#### [Objective]
Please arrange the lines from the one containing "For every instance of the valley" through the final line, both included, as a Markdown table with the columns Row and Line. Leave out any blank lines.

#### [Rows]
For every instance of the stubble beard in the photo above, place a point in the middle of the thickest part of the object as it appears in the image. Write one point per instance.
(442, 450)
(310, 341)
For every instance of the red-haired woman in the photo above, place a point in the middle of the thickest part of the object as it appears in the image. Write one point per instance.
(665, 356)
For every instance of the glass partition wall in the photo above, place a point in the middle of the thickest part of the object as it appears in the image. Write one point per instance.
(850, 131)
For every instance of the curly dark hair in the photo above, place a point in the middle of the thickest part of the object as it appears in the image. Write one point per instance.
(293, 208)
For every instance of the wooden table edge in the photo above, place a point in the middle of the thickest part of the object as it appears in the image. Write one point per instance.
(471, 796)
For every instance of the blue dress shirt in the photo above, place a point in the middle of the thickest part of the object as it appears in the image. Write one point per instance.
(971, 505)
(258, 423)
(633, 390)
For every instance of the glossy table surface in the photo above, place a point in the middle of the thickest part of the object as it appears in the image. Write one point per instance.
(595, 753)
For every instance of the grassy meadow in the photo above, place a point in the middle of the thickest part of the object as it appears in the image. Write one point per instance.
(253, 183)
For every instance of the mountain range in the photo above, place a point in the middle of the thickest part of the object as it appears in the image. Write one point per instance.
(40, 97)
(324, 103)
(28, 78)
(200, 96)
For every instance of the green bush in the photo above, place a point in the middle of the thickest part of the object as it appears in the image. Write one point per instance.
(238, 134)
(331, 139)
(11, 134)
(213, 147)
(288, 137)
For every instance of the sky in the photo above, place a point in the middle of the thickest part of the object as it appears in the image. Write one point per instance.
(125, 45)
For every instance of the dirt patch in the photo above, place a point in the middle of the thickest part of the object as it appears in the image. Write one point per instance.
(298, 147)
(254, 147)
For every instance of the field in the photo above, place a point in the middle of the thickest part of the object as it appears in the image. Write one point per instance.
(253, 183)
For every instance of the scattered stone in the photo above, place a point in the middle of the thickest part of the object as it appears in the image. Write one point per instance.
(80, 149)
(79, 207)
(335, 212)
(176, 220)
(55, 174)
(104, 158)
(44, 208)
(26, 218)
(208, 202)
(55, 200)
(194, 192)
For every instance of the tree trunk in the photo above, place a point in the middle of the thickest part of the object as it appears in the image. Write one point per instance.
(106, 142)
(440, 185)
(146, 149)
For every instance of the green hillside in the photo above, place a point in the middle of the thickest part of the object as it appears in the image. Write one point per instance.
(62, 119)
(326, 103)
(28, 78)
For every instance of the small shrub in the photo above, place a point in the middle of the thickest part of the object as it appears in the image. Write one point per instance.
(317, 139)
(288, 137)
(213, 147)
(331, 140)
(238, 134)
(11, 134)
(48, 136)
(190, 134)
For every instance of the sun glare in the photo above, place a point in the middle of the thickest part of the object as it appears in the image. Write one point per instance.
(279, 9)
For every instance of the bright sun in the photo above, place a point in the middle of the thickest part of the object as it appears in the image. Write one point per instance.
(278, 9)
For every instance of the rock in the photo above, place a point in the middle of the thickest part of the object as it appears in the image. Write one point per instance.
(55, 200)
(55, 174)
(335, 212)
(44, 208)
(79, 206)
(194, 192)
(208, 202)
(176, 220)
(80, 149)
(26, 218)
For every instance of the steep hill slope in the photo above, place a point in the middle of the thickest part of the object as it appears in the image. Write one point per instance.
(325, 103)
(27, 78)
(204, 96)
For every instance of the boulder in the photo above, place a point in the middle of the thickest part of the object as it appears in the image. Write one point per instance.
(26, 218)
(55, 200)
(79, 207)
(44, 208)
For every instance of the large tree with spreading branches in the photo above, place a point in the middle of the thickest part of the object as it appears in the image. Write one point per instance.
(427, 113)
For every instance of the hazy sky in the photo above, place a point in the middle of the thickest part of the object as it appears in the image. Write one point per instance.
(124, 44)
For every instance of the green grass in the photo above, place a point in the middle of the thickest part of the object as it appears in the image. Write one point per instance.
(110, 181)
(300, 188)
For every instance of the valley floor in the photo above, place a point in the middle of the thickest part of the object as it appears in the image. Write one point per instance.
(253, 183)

#### [Complete response]
| Row | Line |
|---|---|
| 1 | For every instance of the valley floor in the photo above, place a point in the middle of the thickest part of the object as it appears in the image. Write one point per instance. |
| 2 | (253, 183) |